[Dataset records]
— start —
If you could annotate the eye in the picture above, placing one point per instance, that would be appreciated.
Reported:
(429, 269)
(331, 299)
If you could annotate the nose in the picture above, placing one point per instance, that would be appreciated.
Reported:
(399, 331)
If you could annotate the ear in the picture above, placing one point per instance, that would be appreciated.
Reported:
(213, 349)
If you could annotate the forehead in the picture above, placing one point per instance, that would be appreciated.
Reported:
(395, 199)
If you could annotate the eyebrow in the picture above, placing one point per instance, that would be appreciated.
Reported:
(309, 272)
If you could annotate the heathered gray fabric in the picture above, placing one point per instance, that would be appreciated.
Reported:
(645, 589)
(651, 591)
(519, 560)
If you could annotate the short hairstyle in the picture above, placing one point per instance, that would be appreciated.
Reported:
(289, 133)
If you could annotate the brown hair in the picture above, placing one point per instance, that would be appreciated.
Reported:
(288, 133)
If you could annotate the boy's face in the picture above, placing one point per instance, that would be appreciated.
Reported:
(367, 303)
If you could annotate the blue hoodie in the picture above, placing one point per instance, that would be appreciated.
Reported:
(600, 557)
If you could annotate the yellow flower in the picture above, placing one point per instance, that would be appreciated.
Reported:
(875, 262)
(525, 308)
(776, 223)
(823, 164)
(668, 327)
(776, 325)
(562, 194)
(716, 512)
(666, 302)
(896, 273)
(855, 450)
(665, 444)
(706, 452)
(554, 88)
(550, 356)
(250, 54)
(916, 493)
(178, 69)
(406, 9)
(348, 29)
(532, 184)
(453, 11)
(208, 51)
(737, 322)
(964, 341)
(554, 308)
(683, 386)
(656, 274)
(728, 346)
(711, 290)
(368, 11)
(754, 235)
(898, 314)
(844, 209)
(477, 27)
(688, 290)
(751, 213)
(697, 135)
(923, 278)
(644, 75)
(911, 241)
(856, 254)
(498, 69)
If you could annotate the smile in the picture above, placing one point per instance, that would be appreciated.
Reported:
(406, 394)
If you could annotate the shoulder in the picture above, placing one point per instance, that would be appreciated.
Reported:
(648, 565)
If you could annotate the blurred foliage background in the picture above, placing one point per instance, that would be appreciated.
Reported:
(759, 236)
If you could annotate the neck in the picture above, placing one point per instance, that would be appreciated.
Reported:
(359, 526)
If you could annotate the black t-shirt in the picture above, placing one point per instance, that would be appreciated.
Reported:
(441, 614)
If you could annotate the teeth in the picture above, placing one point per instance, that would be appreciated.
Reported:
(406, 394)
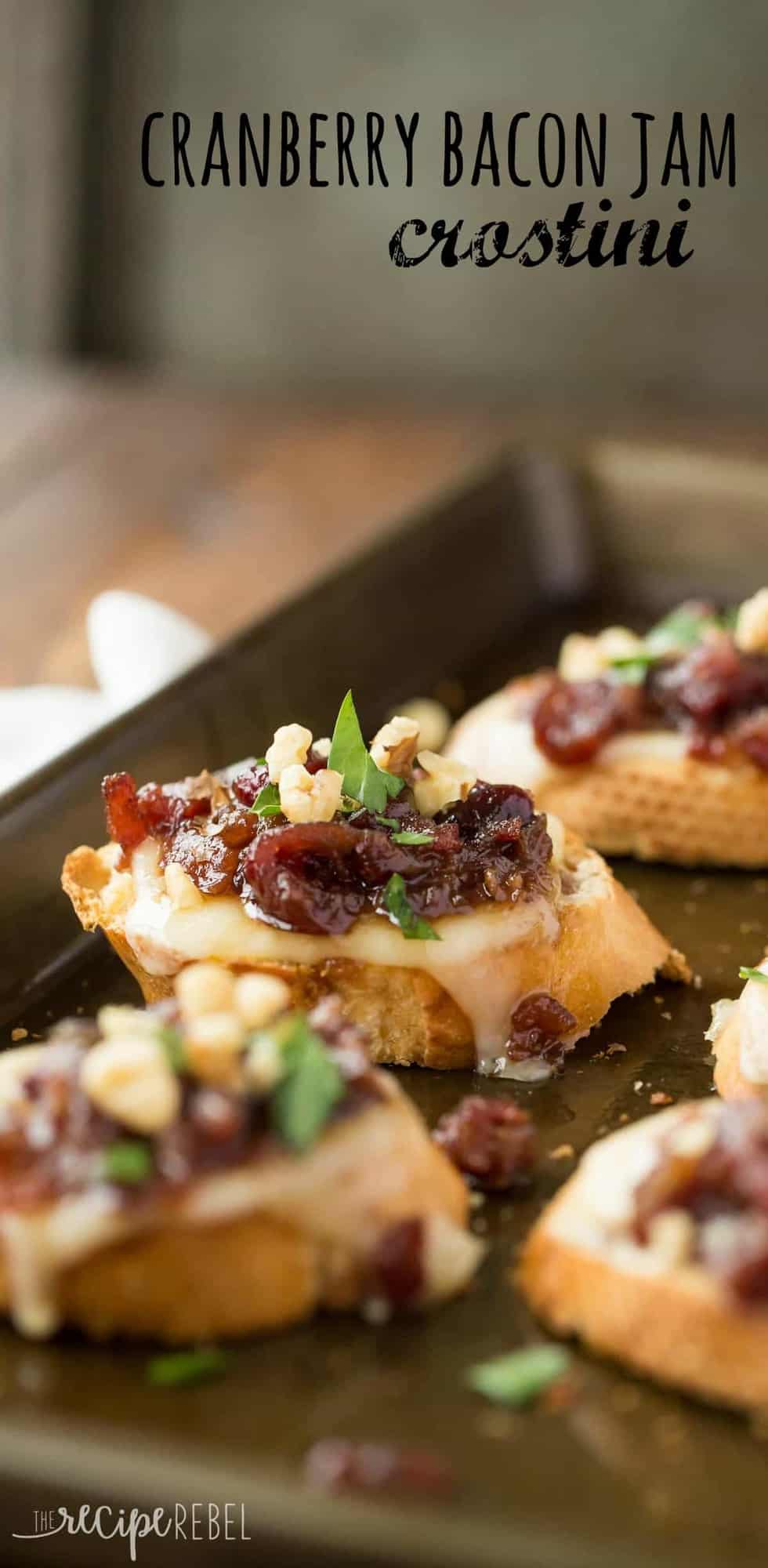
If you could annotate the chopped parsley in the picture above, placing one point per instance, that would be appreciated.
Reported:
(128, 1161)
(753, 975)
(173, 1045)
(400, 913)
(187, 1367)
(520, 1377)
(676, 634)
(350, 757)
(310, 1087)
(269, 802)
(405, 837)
— end —
— start —
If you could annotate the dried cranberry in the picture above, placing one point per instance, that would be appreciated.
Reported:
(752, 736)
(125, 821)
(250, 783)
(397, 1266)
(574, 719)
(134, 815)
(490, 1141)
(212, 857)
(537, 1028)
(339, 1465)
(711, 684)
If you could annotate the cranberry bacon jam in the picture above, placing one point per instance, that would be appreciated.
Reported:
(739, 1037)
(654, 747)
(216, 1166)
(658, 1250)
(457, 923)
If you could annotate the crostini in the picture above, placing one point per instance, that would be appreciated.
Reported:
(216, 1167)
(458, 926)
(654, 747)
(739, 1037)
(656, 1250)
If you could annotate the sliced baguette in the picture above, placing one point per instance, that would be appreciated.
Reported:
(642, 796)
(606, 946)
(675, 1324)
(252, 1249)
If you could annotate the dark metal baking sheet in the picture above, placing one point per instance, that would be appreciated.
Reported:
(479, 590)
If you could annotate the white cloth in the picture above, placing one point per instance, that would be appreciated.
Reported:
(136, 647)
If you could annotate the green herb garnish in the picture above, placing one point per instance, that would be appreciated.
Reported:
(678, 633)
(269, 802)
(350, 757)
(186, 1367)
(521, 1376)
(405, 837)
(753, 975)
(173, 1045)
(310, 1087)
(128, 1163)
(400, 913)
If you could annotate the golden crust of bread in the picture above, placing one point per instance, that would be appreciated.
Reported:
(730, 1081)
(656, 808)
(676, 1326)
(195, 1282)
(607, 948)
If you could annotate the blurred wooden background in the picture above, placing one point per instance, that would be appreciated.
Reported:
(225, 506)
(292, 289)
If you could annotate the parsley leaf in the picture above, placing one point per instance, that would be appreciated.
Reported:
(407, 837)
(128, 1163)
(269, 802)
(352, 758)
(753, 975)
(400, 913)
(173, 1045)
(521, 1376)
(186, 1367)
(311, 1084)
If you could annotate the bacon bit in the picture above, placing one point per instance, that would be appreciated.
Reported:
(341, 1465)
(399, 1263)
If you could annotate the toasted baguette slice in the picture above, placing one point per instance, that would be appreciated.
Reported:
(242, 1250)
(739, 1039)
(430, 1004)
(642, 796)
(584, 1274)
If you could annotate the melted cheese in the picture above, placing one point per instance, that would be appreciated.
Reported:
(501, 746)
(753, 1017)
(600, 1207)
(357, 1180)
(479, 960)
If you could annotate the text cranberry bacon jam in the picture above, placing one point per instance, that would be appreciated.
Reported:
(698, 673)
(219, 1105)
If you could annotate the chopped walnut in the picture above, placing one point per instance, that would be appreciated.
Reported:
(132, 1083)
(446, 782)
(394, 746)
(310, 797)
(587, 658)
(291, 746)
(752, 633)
— end —
— start —
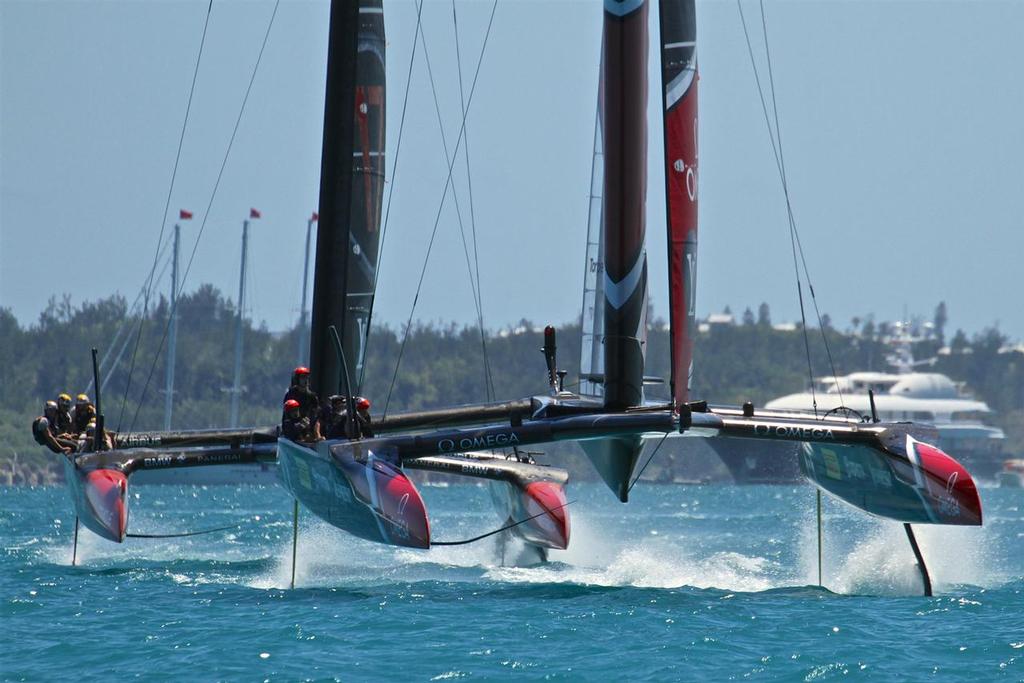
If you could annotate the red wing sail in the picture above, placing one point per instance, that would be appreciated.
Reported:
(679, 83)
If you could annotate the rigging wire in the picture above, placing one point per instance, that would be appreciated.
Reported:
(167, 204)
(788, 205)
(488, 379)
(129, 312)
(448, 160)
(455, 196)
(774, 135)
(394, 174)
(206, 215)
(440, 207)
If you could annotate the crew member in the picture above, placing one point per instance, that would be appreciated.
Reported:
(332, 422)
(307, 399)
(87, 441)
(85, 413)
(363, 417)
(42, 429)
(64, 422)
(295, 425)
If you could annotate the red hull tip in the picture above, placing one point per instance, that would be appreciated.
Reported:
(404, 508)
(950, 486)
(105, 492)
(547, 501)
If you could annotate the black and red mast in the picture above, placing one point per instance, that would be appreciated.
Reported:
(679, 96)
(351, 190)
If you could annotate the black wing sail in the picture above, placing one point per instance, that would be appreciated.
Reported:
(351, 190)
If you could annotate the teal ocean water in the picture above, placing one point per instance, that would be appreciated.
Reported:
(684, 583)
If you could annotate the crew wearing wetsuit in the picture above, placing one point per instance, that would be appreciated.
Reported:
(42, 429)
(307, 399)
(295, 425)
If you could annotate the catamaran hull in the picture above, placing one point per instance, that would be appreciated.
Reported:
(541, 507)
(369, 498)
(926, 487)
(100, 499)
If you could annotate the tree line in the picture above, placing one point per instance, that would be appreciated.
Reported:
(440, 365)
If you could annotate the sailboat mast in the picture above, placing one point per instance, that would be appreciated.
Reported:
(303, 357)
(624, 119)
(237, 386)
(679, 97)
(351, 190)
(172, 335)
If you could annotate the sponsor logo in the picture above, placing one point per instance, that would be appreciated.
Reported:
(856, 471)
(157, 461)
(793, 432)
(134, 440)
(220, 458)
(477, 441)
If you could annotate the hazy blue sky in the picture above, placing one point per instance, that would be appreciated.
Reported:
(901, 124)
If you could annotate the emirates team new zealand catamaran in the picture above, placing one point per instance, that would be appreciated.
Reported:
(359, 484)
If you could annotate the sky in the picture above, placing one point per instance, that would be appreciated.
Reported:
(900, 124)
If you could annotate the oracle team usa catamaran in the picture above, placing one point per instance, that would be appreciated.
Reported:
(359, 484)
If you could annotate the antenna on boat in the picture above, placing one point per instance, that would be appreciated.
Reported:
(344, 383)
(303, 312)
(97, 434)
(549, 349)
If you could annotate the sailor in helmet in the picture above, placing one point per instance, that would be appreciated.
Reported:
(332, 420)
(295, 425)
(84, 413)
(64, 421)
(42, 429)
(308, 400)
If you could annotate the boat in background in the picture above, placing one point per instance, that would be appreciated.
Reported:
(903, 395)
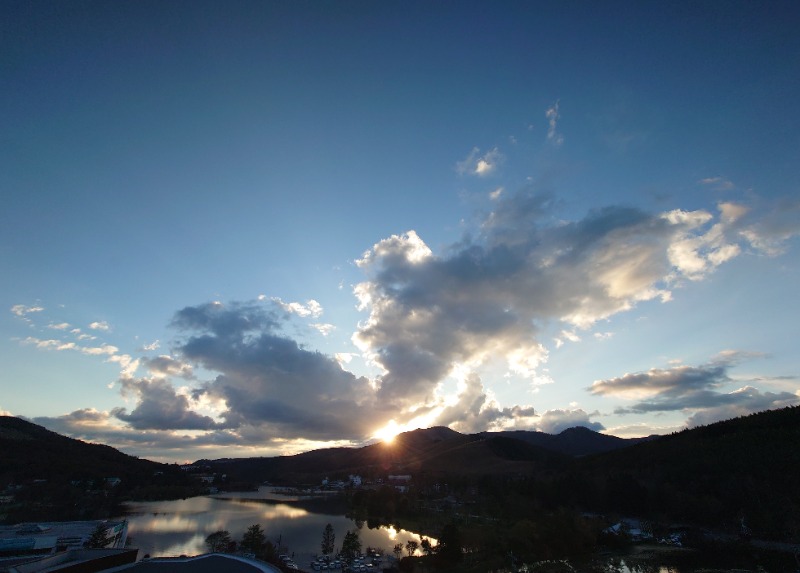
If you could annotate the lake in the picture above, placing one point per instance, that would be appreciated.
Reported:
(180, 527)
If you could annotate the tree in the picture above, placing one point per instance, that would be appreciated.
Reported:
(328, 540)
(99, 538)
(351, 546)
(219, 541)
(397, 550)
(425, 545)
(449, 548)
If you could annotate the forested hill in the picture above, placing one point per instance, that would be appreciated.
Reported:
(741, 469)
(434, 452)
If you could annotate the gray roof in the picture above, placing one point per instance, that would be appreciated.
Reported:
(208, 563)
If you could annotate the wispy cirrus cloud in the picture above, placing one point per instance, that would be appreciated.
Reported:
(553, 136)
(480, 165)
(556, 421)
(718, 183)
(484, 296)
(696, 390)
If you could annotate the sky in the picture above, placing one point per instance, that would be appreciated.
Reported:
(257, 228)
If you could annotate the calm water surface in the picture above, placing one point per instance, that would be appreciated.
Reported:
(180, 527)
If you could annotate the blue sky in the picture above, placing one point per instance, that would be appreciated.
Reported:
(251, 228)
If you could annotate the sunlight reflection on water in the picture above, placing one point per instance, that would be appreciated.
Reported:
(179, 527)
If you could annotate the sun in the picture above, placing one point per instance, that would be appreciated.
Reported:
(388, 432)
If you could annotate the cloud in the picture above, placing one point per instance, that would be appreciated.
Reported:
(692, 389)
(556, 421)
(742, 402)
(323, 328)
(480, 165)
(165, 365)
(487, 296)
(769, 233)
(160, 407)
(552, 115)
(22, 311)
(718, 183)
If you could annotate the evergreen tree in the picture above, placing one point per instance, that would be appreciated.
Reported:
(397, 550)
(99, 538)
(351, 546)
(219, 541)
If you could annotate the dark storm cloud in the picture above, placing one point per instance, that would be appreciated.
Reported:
— end —
REQUIRED TASK: Filter the lines above, keeping only those that contain the word "team". Copy each matching line in full.

RESPONSE TO THIS TASK:
If you could annotate the emirates team new zealand catamaran in the picture above, placing one point per instance, that would be appreciated.
If you could annotate the oracle team usa catamaran in the picture above, placing one point per instance, that would be appreciated.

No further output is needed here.